Dataset records:
************

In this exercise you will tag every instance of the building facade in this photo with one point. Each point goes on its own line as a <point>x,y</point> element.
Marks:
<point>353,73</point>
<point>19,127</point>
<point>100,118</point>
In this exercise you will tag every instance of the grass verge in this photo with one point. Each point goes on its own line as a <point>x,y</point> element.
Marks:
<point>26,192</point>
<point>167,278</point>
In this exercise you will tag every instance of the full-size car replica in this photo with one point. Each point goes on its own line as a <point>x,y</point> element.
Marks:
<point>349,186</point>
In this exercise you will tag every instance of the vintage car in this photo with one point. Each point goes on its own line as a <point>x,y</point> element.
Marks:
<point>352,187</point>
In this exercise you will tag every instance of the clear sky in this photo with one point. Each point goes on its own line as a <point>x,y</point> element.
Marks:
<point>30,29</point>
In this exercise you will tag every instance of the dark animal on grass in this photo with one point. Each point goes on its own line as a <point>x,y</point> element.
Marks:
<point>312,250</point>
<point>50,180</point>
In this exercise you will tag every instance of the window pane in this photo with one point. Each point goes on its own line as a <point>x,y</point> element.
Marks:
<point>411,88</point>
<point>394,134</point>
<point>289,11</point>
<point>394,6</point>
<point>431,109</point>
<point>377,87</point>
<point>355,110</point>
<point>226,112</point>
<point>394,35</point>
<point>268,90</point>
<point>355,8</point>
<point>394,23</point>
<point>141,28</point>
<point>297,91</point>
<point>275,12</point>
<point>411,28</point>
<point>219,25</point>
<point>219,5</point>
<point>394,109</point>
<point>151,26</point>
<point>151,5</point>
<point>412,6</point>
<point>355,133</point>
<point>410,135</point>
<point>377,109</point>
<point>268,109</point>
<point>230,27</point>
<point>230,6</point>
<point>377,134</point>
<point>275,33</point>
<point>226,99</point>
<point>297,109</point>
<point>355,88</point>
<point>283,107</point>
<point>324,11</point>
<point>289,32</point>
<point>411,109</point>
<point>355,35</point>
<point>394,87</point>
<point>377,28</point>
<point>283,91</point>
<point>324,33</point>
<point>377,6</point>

************

* [To do]: Please write out the listing above again, substituting "in this image" for every "in this photo" and changing nothing else.

* [Solution for this exercise]:
In this exercise you will tag every instance of the building facade in this image with one point. Each point goes on its own line as a <point>x,y</point> element.
Marks:
<point>353,73</point>
<point>19,127</point>
<point>100,118</point>
In this exercise you will tag every instance of the grass verge in this image with one point. Each point goes on its own line as a <point>x,y</point> element.
Marks:
<point>26,192</point>
<point>167,278</point>
In this exercise you will tag every instance of the full-size car replica in this image with one point. Each point goes on its own line as a <point>x,y</point> element.
Marks:
<point>349,186</point>
In this exercise you will tag every instance of the vintage car in this image with one point. Each point goes on its own line as a <point>x,y</point> element.
Marks:
<point>352,187</point>
In this exercise you will tag every instance of the clear sky in this image with one point. Each point goes on its own line as a <point>x,y</point> element.
Marks:
<point>30,29</point>
In this exercise you will tag every instance of the dark animal on grass in this image with one point. Each point goes on its own line as a <point>x,y</point> element.
Marks:
<point>312,250</point>
<point>50,180</point>
In this exercise you will tag every instance of the window pane in this image with one point. Each point goes on its own line as a <point>x,y</point> element.
Marks:
<point>411,88</point>
<point>394,134</point>
<point>289,11</point>
<point>394,6</point>
<point>431,109</point>
<point>377,87</point>
<point>355,110</point>
<point>226,112</point>
<point>394,35</point>
<point>268,90</point>
<point>355,8</point>
<point>394,23</point>
<point>141,28</point>
<point>297,91</point>
<point>275,12</point>
<point>411,28</point>
<point>219,25</point>
<point>219,5</point>
<point>394,109</point>
<point>151,26</point>
<point>151,5</point>
<point>412,6</point>
<point>355,133</point>
<point>410,135</point>
<point>377,109</point>
<point>268,109</point>
<point>230,27</point>
<point>230,6</point>
<point>377,134</point>
<point>275,33</point>
<point>226,99</point>
<point>297,109</point>
<point>355,88</point>
<point>283,107</point>
<point>324,11</point>
<point>289,32</point>
<point>411,109</point>
<point>355,35</point>
<point>394,87</point>
<point>377,28</point>
<point>283,91</point>
<point>324,33</point>
<point>377,6</point>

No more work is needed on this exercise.